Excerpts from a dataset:
------------------------------------
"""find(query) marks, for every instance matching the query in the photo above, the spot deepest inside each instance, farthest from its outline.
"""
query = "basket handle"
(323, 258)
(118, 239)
------------------------------------
_Directions for this task_. Each line of the data is to be transcribed exactly.

_Task response_.
"""find(query) marks, for every instance matching the query in the photo above, the spot deepest inside each instance, farthest from its outline.
"""
query = "basket handle"
(323, 258)
(118, 239)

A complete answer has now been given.